# How effective changing Wand to Willy in Harry Potter can be



## B-17engineer (Jan 23, 2010)

This is a FB group it is too funny. 

Simply replace wand with willy in harry potter, here are a few.They were ALL copy and pasted. 

harry looked voldimort in the and drew out his willy. muttering so incantasions and waving around his *willy* a white vapour came from the end

'Get - off - me!' Harry gasped. For a few seconds they struggled, Harry pulling at his uncles sausage-like fingers with his left hand, his right maintaining a firm grip on his raised *willy*.

The two men appeared out of nowhere, a few yards apart in the narrow, moonlit lane. For a second they stood quite still,*willies* pointing at each other's chests: then, recognising eachother, they stowed their willies beneath their cloaks and setoff, side by side, in the same direction

Harry took the *willy*. He felt a sudden warmth in his fingers. He raised the willy above his head, brought it swishing down through the dusty air and a stream of red and gold sparks shot from the end like a firework, throwing dancing spots of light on to the walls

ugh harry why did you just jam ur *willy* up ther says ron. hermoile says yes harry that troll will be knocked out but hey you jamed your* willy *up his nose. dats what it is with a thought track thats wat they were thinkin after the troll thing

I'd take you on anytime on my own," said Malfoy. "Tonight, if you want. Wizard's duel. *Willys* only -- no contact."

Harry spun around. Professor Moody was limping down the marble staircase. His *willly *was out and it was pointing right at a pure white ferret."

"Twleve and a quarter inches...ash...pleasantly springy ..its in fine conditon..you treat it regularly ?" ....

-*-

### Work instructions
a) In the forum post about swapping "wand" for "willy" in Harry Potter, rewrite the part starting with "## B-17engineer (Jan" and going on through "his raised *willy*.", replacing "sausage-like" with "stubby".
b) According to the Harry Potter wand post, on what date did B-17engineer write it?
c) Carry on the forum post about the Harry Potter wand swap from its last line.

### Material

-*-

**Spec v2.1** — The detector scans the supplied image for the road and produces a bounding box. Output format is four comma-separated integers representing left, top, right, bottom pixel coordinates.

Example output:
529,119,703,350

-*-

### Responses per task
a)
## B-17engineer (Jan 23, 2010)

This is a FB group it is too funny. 

Simply replace wand with willy in harry potter, here are a few.They were ALL copy and pasted. 

harry looked voldimort in the and drew out his willy. muttering so incantasions and waving around his *willy* a white vapour came from the end

'Get - off - me!' Harry gasped. For a few seconds they struggled, Harry pulling at his uncles stubby fingers with his left hand, his right maintaining a firm grip on his raised *willy*.

b) January 23, 2010

c)
"Polished it last night " said Cedric , grinning
Harry looked down at his own *willy*. He could see finger marks all over it. He gathered a fistful of robe from his knee and tried to rub it clean surreptitiously.... Several gold sparks shot out at the end of it.

Harry gripped his *willy *tighter and shook it up and down until a thick, whispy white substance prtruded from the end of it.


----------



## Aaron Brooks Wolters (Jan 23, 2010)

Are you bored Harrison?


----------



## B-17engineer (Jan 23, 2010)

They were copy and pasted from a facebook site. They were pretty funny


----------



## B-17engineer (Jan 24, 2010)

Then again you could do this with a lot of things...


----------



## vikingBerserker (Jan 24, 2010)

Aaron Brooks Wolters said:


> Are you bored Harrison?



I was thinking the same thing -


----------



## Pong (Jan 24, 2010)




----------



## Wayne Little (Jan 24, 2010)




----------



## Colin1 (Jan 24, 2010)

Harrison
your next English Lit assignment, don't hand it in, hand this in. 

If that's not straight A material, I'll be, well, not that surprised actually 


NB: Not all of your 'willies' are in bold...


----------



## Njaco (Jan 24, 2010)

The internet is a dangerous place in the hands of the young.

DO YOUR HOMEWORK!!!!!


----------



## B-17engineer (Jan 24, 2010)

I did I did! I actually had a very productive day as far as academics go.


----------



## Matt308 (Jan 24, 2010)

Boys got a kick out of that one, B.


----------



## B-17engineer (Jan 24, 2010)




----------



## Maximowitz (Jan 24, 2010)

*Sigh*

How the world changes. Back in my day teenagers looked at porn.


----------



## B-17engineer (Jan 24, 2010)

Ummmmmmmmmmmmmmmmmmmmmmmmmmmmmmmm


----------



## 109ROAMING (Jan 27, 2010)

Maximowitz said:


> *Sigh*
> 
> How the world changes. Back in my day teenagers looked at porn.



A) Harrison's 14 , bit young maybe?

B) Your making a judgement of all teenagers off Harrison alone?


----------



## seesul (Jan 27, 2010)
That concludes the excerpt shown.